Only the lines containing "scooter" belong in the answer; find them in the material below.
*** Data extracts ***
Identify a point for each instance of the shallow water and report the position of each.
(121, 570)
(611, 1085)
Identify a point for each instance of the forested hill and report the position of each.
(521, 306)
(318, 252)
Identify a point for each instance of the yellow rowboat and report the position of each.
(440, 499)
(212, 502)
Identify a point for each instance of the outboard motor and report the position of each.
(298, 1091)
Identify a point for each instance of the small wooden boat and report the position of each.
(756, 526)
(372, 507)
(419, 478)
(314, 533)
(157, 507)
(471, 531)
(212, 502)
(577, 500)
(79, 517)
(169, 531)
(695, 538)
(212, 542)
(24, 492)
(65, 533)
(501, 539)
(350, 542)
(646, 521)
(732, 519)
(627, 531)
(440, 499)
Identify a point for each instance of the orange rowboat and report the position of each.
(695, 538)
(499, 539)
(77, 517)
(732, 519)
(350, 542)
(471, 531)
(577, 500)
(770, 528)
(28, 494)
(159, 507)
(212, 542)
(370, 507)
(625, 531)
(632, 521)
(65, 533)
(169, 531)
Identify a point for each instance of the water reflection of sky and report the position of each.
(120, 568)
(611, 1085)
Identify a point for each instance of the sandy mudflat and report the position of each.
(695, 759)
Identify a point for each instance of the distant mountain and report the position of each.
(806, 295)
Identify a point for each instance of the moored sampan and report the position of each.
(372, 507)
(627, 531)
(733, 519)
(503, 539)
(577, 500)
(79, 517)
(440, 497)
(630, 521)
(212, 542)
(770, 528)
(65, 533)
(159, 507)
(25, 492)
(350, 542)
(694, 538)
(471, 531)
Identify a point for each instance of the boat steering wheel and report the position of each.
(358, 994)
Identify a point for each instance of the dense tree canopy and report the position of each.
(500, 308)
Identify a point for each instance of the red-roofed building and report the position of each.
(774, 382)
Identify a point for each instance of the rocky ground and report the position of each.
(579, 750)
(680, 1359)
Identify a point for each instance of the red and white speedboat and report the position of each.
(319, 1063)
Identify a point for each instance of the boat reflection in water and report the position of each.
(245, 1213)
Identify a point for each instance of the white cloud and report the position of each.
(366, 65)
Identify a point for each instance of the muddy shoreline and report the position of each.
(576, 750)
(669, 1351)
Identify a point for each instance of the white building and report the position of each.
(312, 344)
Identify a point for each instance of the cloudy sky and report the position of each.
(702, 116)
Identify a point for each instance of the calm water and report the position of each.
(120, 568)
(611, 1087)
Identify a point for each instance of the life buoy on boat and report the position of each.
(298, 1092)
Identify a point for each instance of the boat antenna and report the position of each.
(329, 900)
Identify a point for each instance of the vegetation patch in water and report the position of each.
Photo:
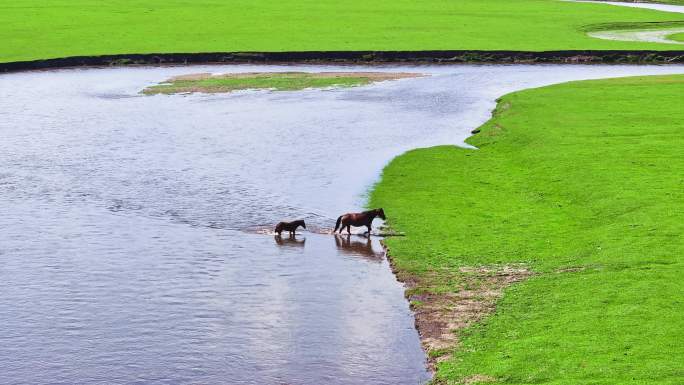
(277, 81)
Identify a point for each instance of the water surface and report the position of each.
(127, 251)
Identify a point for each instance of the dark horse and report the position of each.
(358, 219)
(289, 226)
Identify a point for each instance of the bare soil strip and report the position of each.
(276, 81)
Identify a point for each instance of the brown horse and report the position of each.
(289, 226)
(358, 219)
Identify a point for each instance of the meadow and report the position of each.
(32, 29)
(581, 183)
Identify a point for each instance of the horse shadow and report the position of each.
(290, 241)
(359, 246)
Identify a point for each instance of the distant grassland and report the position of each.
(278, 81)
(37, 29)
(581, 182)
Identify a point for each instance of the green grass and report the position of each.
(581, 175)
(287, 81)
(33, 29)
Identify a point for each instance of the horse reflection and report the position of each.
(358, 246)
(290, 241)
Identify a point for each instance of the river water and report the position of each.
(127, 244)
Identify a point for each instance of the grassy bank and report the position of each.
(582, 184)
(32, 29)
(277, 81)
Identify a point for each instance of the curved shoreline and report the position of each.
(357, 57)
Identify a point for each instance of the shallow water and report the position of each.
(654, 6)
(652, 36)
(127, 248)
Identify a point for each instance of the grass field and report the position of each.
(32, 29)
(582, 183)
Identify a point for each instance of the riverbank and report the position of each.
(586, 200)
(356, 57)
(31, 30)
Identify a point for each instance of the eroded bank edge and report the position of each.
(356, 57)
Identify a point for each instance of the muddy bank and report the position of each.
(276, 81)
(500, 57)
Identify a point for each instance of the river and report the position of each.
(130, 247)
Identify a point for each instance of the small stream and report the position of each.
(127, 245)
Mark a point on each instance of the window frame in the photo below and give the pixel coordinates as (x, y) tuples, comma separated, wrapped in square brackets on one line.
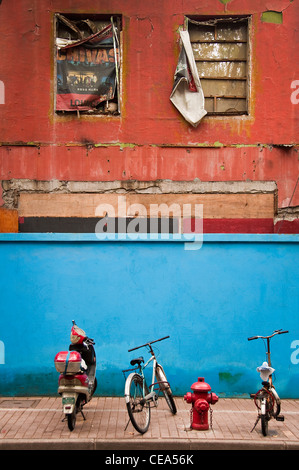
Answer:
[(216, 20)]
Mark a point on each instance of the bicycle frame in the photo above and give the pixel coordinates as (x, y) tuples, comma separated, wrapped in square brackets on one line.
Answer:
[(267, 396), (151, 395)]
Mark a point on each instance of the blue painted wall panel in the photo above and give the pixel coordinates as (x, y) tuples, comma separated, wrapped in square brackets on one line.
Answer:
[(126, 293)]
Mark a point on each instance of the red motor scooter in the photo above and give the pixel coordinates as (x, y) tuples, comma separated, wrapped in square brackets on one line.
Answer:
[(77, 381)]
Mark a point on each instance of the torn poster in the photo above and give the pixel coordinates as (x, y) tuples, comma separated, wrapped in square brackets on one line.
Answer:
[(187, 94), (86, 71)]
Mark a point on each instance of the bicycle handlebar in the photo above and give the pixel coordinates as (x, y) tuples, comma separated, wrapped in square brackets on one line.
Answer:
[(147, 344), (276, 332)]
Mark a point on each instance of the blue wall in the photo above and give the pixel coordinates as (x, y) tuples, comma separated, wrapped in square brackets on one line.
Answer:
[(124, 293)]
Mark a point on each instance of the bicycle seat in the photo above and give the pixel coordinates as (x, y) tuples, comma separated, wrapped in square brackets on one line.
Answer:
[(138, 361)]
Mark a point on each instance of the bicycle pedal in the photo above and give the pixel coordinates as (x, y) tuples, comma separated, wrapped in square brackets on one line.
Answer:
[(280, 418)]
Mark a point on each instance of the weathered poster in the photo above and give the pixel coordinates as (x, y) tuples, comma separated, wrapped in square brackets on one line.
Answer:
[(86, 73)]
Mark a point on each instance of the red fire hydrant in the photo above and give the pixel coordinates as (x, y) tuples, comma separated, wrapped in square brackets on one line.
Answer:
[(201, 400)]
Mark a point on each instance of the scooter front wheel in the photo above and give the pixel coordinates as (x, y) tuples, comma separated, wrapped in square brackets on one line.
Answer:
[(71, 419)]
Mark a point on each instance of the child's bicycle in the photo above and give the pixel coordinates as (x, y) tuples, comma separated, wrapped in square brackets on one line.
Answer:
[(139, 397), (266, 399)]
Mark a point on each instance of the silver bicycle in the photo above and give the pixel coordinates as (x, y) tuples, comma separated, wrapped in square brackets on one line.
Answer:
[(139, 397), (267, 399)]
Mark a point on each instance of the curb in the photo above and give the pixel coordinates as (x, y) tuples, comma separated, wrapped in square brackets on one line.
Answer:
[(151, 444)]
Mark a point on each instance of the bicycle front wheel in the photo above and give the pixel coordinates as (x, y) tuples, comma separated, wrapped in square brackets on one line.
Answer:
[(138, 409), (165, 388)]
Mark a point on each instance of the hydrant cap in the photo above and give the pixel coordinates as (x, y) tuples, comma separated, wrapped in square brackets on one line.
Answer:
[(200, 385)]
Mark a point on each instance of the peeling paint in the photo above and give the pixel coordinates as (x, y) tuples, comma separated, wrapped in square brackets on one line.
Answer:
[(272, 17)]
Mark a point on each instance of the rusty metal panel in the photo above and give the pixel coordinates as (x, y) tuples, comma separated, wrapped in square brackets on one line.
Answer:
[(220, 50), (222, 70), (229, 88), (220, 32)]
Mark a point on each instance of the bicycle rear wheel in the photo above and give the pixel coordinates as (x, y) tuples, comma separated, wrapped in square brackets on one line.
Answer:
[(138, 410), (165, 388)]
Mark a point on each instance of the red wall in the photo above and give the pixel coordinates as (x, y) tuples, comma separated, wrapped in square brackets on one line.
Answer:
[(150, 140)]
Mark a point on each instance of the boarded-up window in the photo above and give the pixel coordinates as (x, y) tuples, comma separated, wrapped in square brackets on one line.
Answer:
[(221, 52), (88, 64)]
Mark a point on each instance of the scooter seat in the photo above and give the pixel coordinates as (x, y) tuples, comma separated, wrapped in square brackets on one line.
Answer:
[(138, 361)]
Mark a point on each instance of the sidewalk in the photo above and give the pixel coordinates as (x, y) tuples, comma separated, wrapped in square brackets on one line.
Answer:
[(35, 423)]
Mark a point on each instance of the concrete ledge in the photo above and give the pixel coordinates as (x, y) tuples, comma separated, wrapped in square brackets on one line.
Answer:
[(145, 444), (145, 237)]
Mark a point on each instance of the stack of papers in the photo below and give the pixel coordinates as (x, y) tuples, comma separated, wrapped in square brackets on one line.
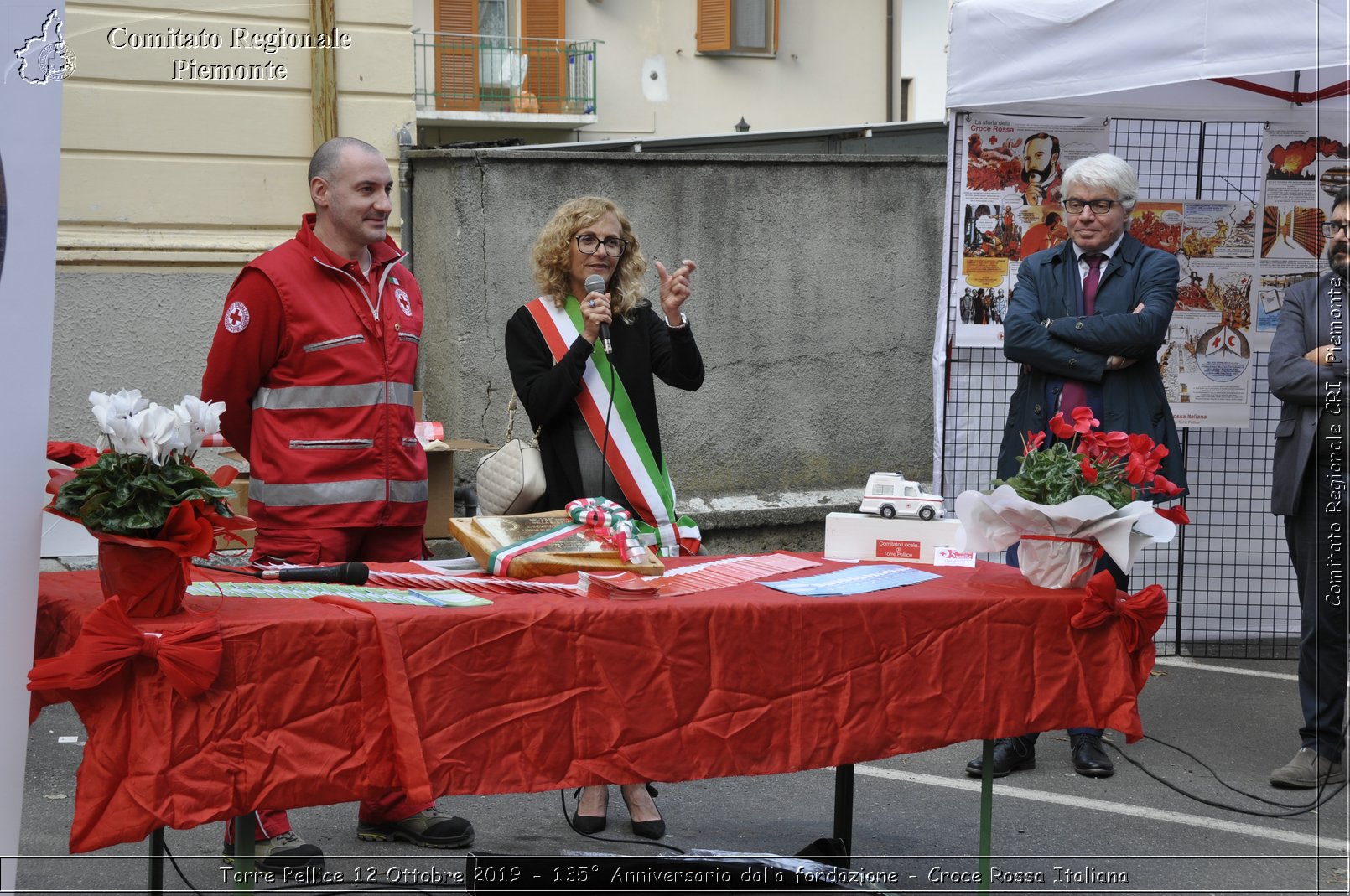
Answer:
***
*** Data extracts ***
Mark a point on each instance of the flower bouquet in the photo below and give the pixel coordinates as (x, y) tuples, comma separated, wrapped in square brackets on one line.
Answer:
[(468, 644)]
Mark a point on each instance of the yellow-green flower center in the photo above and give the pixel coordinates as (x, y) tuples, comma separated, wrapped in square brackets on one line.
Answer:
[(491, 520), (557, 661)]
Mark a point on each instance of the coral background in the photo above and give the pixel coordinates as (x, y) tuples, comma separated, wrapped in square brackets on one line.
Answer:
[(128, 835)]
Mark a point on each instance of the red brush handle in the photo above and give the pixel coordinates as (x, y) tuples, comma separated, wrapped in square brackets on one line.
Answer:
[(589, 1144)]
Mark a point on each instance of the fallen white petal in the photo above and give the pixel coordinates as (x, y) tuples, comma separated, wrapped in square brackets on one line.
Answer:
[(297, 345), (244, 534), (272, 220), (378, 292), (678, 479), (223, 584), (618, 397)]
***
Reply to the exercise:
Mark a point on each instance of the red motor scooter in the photo above and give the pixel coordinates as (x, y) tuples, comma separated, wrapped in square brackets on one line.
Mark a point on each instance of the scooter front wheel in the photo above and give the pixel coordinates as (x, y) tuples, comma separated, wrapped in square brackets on one line.
Mark a point on each instance of the scooter seat in the photo above and give the pixel coordinates as (x, y) tuples, comma separated, wrapped in square brackets on one line.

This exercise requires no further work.